§ **Task brief**
Your answer should consist of each line below that contains the string "jacket".

BEGIN Supplied records

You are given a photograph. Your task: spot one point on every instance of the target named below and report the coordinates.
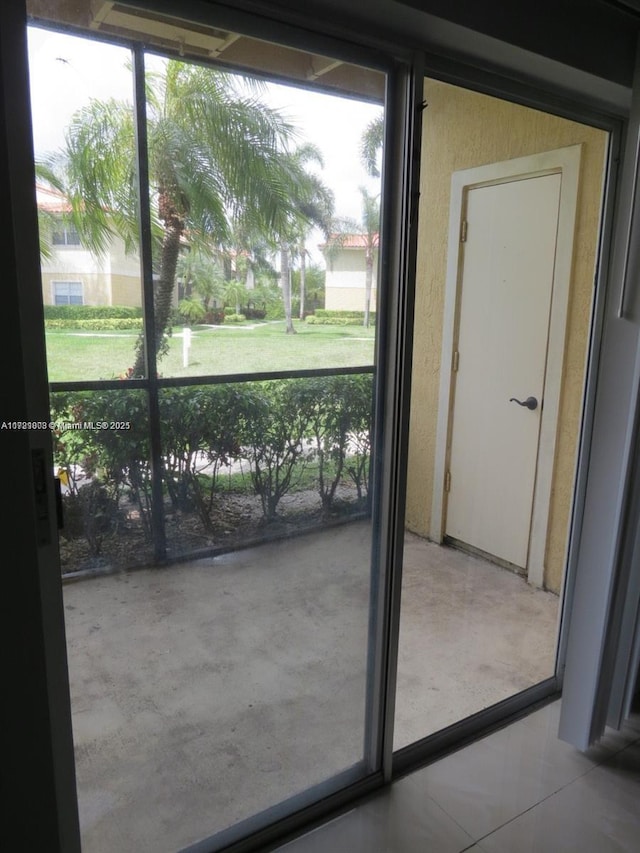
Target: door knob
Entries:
(529, 403)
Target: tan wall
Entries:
(98, 288)
(126, 290)
(345, 281)
(347, 298)
(95, 290)
(462, 130)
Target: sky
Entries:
(66, 71)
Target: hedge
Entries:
(95, 325)
(326, 317)
(91, 312)
(279, 426)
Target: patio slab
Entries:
(205, 692)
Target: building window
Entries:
(67, 293)
(65, 235)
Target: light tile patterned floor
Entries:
(519, 790)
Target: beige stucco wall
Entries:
(95, 286)
(462, 130)
(345, 281)
(126, 290)
(109, 279)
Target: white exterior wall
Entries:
(345, 281)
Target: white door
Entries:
(505, 291)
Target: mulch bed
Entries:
(236, 521)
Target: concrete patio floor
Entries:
(205, 692)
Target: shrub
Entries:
(191, 311)
(92, 312)
(314, 320)
(326, 317)
(104, 325)
(200, 430)
(275, 430)
(255, 313)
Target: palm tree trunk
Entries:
(303, 273)
(163, 291)
(285, 278)
(368, 283)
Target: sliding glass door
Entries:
(212, 248)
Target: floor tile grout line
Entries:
(535, 805)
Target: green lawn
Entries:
(79, 355)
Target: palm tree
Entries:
(371, 145)
(314, 206)
(218, 161)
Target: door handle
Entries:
(529, 403)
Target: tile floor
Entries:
(519, 790)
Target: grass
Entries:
(77, 355)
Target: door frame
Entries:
(565, 161)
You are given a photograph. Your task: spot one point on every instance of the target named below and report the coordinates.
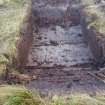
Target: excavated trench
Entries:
(60, 57)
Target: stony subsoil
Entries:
(59, 57)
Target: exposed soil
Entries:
(59, 57)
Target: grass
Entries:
(12, 13)
(19, 95)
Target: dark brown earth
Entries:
(59, 57)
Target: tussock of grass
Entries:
(18, 95)
(78, 99)
(12, 13)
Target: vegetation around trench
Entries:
(12, 13)
(19, 95)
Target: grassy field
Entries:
(18, 95)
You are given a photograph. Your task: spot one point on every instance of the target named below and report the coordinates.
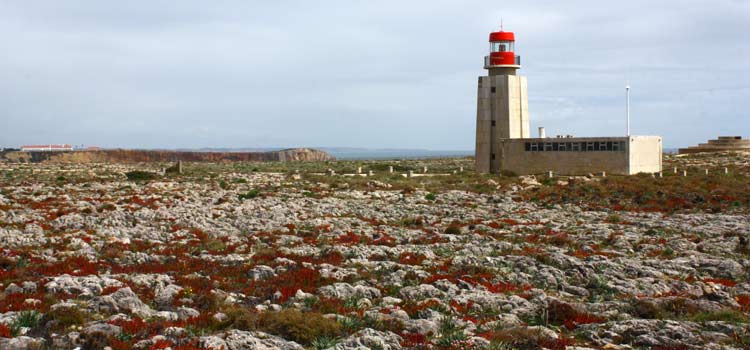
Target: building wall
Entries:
(516, 159)
(645, 154)
(504, 100)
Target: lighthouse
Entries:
(502, 102)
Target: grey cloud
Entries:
(361, 73)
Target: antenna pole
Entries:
(627, 108)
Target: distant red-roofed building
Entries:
(46, 148)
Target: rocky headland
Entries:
(278, 256)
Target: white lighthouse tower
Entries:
(502, 103)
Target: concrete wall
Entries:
(645, 154)
(508, 107)
(515, 158)
(637, 154)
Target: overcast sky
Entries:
(378, 74)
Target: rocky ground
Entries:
(259, 256)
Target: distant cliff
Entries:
(134, 156)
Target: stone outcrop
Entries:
(722, 144)
(134, 156)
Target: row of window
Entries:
(615, 146)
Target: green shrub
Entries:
(249, 195)
(726, 315)
(324, 343)
(28, 318)
(453, 230)
(303, 328)
(64, 317)
(138, 175)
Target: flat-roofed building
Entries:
(503, 143)
(46, 148)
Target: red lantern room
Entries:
(502, 56)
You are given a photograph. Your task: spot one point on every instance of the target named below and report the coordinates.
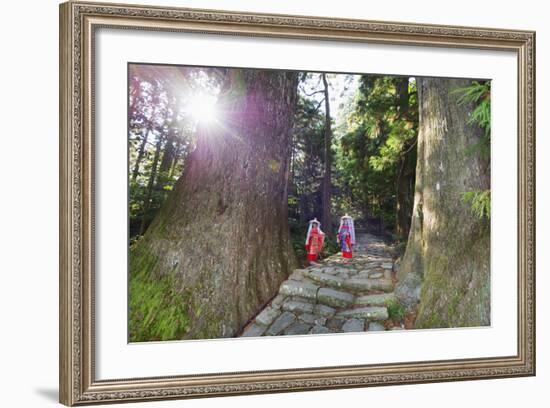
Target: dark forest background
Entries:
(352, 147)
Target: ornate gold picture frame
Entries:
(79, 22)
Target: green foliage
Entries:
(396, 310)
(479, 95)
(157, 311)
(381, 132)
(480, 202)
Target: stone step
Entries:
(296, 288)
(335, 298)
(376, 300)
(370, 313)
(366, 284)
(333, 281)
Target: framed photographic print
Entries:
(258, 203)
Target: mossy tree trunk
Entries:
(445, 270)
(223, 232)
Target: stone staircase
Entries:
(334, 296)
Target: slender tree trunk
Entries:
(150, 186)
(327, 220)
(140, 155)
(445, 270)
(175, 159)
(223, 231)
(406, 173)
(405, 193)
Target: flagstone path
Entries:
(335, 296)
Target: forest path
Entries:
(334, 296)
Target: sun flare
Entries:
(202, 108)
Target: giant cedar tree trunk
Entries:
(223, 231)
(446, 263)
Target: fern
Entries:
(479, 94)
(480, 202)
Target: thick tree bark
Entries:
(446, 264)
(327, 182)
(223, 232)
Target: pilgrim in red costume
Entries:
(314, 240)
(346, 236)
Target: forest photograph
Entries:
(268, 202)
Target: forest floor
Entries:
(336, 295)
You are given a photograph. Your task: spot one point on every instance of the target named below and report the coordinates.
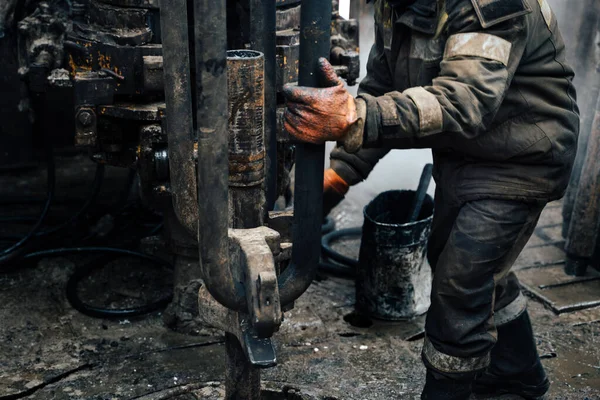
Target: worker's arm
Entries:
(476, 71)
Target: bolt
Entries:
(85, 118)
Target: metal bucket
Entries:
(393, 277)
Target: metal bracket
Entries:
(254, 251)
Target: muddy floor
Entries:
(49, 350)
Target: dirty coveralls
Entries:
(486, 88)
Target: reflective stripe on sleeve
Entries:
(477, 44)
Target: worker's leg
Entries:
(472, 248)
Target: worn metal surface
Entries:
(253, 251)
(308, 195)
(115, 25)
(85, 127)
(585, 219)
(263, 39)
(213, 167)
(393, 279)
(288, 53)
(247, 153)
(178, 124)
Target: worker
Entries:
(485, 85)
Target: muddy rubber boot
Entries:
(515, 366)
(439, 387)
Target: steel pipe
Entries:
(315, 30)
(179, 121)
(246, 90)
(263, 38)
(213, 167)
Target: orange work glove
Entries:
(318, 115)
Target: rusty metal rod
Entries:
(179, 121)
(213, 167)
(263, 18)
(246, 96)
(246, 91)
(315, 30)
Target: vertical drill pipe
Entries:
(315, 30)
(246, 95)
(246, 92)
(263, 38)
(179, 122)
(213, 166)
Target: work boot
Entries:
(515, 365)
(439, 387)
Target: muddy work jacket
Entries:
(484, 83)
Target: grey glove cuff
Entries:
(372, 121)
(355, 136)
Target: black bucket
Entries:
(393, 278)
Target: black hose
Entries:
(87, 270)
(98, 179)
(17, 249)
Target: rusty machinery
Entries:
(186, 93)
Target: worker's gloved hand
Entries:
(318, 115)
(334, 190)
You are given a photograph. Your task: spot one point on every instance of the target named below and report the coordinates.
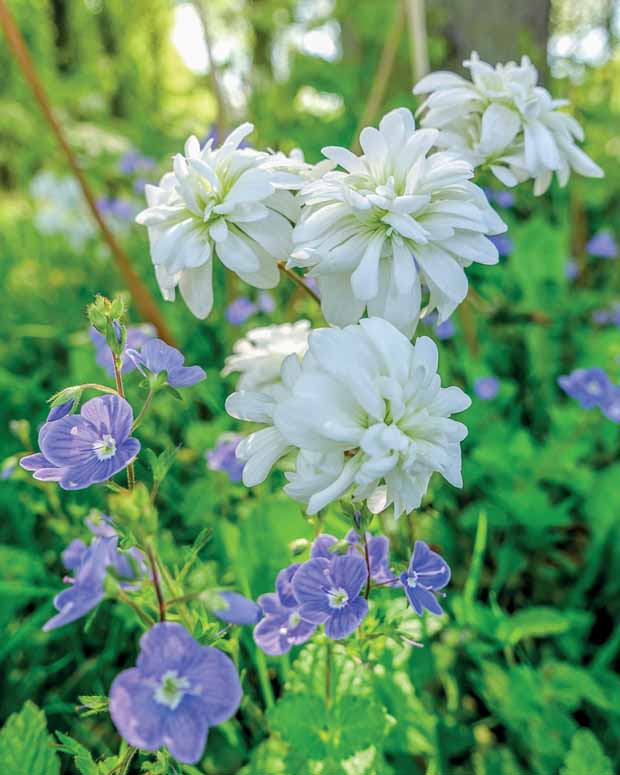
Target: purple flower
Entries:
(610, 405)
(282, 626)
(571, 270)
(486, 388)
(175, 693)
(136, 337)
(240, 310)
(588, 386)
(237, 609)
(602, 245)
(157, 357)
(82, 449)
(328, 593)
(427, 573)
(91, 564)
(503, 243)
(223, 457)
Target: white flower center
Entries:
(412, 580)
(105, 447)
(171, 689)
(337, 597)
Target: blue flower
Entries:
(486, 388)
(82, 449)
(588, 386)
(157, 356)
(177, 690)
(136, 337)
(240, 310)
(236, 609)
(90, 564)
(328, 593)
(602, 245)
(610, 404)
(427, 573)
(223, 457)
(282, 626)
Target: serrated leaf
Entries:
(26, 748)
(81, 756)
(586, 756)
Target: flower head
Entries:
(427, 573)
(224, 458)
(486, 388)
(588, 386)
(259, 355)
(328, 592)
(177, 690)
(90, 565)
(282, 625)
(136, 337)
(503, 119)
(82, 449)
(223, 203)
(157, 356)
(364, 409)
(394, 220)
(602, 245)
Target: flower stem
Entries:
(298, 281)
(143, 411)
(160, 597)
(118, 378)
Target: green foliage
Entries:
(26, 748)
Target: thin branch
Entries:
(144, 301)
(298, 281)
(418, 49)
(376, 95)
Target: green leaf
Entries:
(26, 748)
(83, 760)
(586, 756)
(302, 722)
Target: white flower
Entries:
(61, 209)
(259, 355)
(395, 220)
(504, 119)
(220, 203)
(364, 410)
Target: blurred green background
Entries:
(521, 676)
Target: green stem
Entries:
(143, 411)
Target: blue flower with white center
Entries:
(136, 337)
(328, 593)
(156, 356)
(282, 626)
(90, 565)
(177, 690)
(83, 449)
(588, 386)
(486, 388)
(427, 573)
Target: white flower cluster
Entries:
(503, 119)
(363, 408)
(389, 233)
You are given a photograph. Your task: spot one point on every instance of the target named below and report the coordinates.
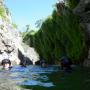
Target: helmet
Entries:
(4, 61)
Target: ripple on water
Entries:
(32, 75)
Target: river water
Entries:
(51, 78)
(21, 78)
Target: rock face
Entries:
(83, 10)
(11, 41)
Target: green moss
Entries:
(60, 34)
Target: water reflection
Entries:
(32, 76)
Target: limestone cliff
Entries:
(11, 42)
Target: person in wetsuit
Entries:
(6, 63)
(66, 63)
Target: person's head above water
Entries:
(6, 63)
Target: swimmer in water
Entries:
(6, 63)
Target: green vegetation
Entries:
(71, 3)
(60, 34)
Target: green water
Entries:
(51, 78)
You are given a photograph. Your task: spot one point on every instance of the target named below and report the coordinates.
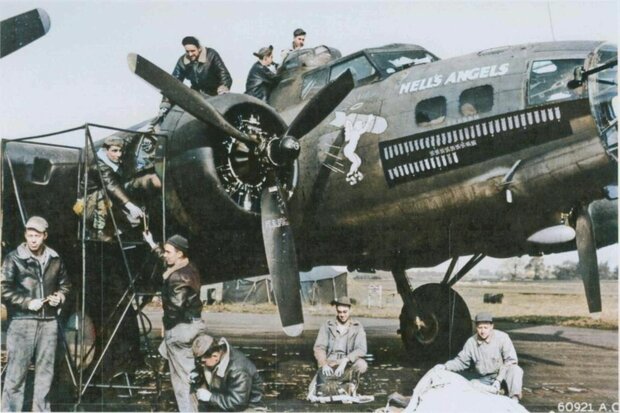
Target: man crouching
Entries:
(224, 378)
(339, 350)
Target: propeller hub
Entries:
(283, 150)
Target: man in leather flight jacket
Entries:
(203, 67)
(182, 321)
(34, 284)
(224, 378)
(261, 80)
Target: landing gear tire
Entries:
(441, 326)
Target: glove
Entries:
(193, 377)
(343, 365)
(134, 211)
(35, 304)
(203, 394)
(496, 385)
(56, 299)
(148, 237)
(164, 107)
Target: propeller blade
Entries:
(282, 259)
(190, 100)
(18, 31)
(321, 105)
(588, 263)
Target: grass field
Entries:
(542, 302)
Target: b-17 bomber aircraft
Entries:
(385, 159)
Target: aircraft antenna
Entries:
(550, 20)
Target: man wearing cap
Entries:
(339, 349)
(299, 38)
(261, 79)
(34, 284)
(182, 321)
(203, 67)
(492, 355)
(224, 378)
(109, 165)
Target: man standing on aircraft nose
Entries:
(261, 79)
(182, 321)
(34, 283)
(203, 67)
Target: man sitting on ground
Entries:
(493, 357)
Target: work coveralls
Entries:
(493, 359)
(31, 333)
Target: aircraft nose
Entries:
(603, 95)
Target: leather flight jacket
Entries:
(235, 386)
(205, 74)
(181, 297)
(261, 81)
(112, 180)
(23, 280)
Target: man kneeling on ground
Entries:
(339, 350)
(492, 355)
(224, 378)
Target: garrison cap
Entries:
(179, 242)
(344, 300)
(484, 317)
(263, 51)
(39, 224)
(202, 343)
(113, 141)
(190, 40)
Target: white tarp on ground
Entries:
(444, 391)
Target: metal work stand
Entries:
(81, 370)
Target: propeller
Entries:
(281, 258)
(278, 235)
(18, 31)
(190, 100)
(588, 263)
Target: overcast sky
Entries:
(78, 72)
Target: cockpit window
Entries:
(476, 100)
(603, 90)
(313, 82)
(392, 62)
(431, 111)
(360, 67)
(296, 59)
(549, 80)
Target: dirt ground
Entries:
(565, 367)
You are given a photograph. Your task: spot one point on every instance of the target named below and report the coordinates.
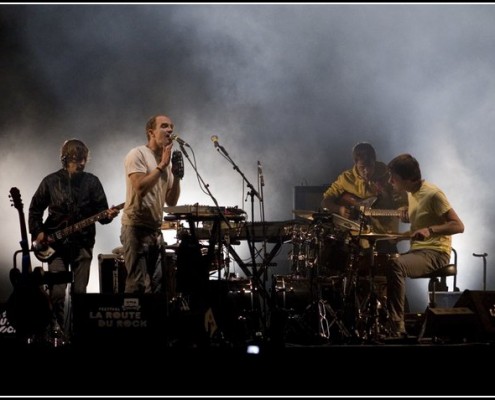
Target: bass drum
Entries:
(333, 256)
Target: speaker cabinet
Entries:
(119, 318)
(112, 273)
(450, 324)
(482, 303)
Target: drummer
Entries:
(366, 185)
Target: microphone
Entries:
(260, 173)
(173, 136)
(214, 139)
(218, 146)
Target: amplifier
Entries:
(112, 273)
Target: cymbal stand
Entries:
(324, 309)
(371, 301)
(352, 306)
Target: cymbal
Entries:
(381, 236)
(306, 214)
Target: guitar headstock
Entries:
(15, 198)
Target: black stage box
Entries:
(119, 318)
(308, 197)
(482, 303)
(112, 273)
(455, 325)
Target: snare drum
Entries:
(381, 263)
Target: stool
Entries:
(438, 278)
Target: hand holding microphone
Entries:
(173, 136)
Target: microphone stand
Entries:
(257, 286)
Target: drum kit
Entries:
(337, 285)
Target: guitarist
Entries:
(70, 195)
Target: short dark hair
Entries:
(406, 166)
(73, 148)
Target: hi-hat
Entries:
(166, 225)
(381, 236)
(306, 214)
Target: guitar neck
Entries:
(80, 225)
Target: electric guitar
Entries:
(28, 307)
(43, 251)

END Supplied records

§ **Output of the task**
Target: muddy work jacket
Target: man in leather flight jacket
Target: leather flight jacket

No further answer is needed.